Federal drug regulators are expanding the warnings over the potential heart risks of Celexa, with new dosing instructions for the elderly and people with liver problems.
The FDA issued a new Celexa drug safety communication on March 28, limiting the maximum dose as 20 mg for patients over the age of 60. The limit is also recommended for patients with liver problems, who are taking the anti-ulcer medication Tagamet, or who are poor CYP2C19 metabolizers or are taking a CYP2C19 inhibitor.
Celexa (citalopram hydrobromide) belongs to a class of antidepressants known as selective serotonin reuptake inhibitors (SSRIs), and is approved for the treatment of major depression. Celexa is often used off-label to treat other psychological disorders. Celexa is available in brand name form or as a generic in 10 mg, 20 mg and 40 mg tablets, as well as a 10 mg/5 mL oral solution.
The new dosing recommendations are an update of an earlier August 2011 FDA warning of Celexa side effects that could affect the heart rhythm. The agency stated that Celexa should no longer be given at doses exceeding 40 mg per day.
The FDA warned patients who are currently taking Celexa, if their dose is greater than 40 mg per day to seek immediate care if experiencing an irregular heartbeat, shortness of breath, dizziness or fainting.
The FDA says it expanded the recommendations because some patients may still need to take Celexa despite the heart risks. The new label change affects people with congenital long QT syndrome, an abnormal heart rhythm condition, and states that the drug is not recommended for them.

**Task list:**
• 1. In the Celexa article, what maximum dose did the FDA set for patients over the age of 60?
• 2. Rewrite the Celexa article starting with "Celexa (citalopram hydrobromide)" and going on through "mg per day.", putting "pills" in place of "tablets".
The items after the Celexa article are separate material and unrelated to it.

**Information shown:**

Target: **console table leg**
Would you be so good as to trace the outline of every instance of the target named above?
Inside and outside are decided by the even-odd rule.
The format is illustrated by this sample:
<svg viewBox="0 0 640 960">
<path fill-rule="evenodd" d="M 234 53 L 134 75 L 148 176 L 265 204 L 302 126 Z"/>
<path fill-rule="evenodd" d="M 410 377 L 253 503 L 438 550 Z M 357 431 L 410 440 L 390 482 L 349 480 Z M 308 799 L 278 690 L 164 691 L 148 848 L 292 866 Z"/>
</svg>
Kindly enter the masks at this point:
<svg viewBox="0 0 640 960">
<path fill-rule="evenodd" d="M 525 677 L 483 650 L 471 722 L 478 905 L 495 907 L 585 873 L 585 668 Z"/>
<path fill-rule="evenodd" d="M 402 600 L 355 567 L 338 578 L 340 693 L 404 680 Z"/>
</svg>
* * *
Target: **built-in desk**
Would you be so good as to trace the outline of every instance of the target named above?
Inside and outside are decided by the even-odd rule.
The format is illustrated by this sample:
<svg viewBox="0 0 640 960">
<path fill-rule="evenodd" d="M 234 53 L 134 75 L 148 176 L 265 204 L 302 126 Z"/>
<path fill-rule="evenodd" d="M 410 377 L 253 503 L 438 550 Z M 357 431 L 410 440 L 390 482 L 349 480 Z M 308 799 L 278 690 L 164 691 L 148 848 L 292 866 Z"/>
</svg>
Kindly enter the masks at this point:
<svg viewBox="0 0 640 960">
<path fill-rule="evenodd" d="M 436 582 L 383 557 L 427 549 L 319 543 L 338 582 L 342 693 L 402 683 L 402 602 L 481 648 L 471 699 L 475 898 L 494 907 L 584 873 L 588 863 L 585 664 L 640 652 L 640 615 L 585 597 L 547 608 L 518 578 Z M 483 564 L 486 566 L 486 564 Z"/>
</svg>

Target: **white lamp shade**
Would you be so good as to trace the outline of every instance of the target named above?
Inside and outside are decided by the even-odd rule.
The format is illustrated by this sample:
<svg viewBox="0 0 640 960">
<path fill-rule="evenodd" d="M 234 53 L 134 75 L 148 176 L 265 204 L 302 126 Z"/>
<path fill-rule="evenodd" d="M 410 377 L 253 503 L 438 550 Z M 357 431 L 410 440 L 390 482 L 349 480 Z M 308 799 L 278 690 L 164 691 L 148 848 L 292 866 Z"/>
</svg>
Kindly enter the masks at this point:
* * *
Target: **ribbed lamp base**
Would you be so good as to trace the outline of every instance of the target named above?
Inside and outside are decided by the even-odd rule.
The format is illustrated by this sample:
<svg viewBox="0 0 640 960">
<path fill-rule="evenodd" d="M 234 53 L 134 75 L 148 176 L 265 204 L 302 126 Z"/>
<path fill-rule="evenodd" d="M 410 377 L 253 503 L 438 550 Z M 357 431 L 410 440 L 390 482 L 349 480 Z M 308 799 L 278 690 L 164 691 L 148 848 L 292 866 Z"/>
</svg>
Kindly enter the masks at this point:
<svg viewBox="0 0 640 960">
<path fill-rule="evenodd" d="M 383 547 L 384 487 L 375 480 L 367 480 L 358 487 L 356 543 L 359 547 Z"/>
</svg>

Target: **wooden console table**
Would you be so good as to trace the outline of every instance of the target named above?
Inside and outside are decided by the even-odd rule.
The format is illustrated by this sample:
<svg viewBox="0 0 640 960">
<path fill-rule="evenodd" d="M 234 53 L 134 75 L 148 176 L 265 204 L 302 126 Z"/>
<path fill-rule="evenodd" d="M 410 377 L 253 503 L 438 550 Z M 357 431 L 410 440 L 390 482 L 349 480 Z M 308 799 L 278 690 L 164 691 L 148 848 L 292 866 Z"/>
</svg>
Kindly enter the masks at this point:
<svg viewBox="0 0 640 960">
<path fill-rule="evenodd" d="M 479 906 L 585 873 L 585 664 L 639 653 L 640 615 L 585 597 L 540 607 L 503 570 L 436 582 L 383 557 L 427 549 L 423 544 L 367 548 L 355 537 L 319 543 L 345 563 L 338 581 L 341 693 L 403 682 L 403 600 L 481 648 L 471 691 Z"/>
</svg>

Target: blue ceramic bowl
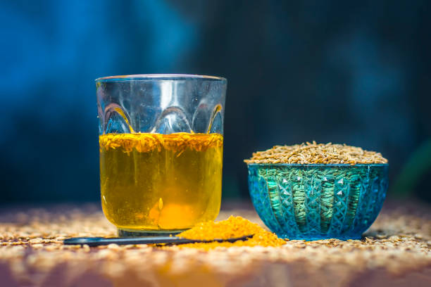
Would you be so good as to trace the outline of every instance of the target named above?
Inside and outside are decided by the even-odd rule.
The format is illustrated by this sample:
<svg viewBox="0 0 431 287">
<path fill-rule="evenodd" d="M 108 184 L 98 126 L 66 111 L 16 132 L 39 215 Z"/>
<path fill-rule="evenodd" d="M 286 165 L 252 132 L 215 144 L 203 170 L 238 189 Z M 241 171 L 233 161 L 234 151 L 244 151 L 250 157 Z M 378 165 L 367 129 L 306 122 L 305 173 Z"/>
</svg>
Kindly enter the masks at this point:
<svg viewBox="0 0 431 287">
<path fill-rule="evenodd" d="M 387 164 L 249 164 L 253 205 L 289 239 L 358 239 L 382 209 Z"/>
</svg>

**Task-by-task results:**
• 1. 20 mg

• 2.
Celexa (citalopram hydrobromide) belongs to a class of antidepressants known as selective serotonin reuptake inhibitors (SSRIs), and is approved for the treatment of major depression. Celexa is often used off-label to treat other psychological disorders. Celexa is available in brand name form or as a generic in 10 mg, 20 mg and 40 mg pills, as well as a 10 mg/5 mL oral solution.
The new dosing recommendations are an update of an earlier August 2011 FDA warning of Celexa side effects that could affect the heart rhythm. The agency stated that Celexa should no longer be given at doses exceeding 40 mg per day.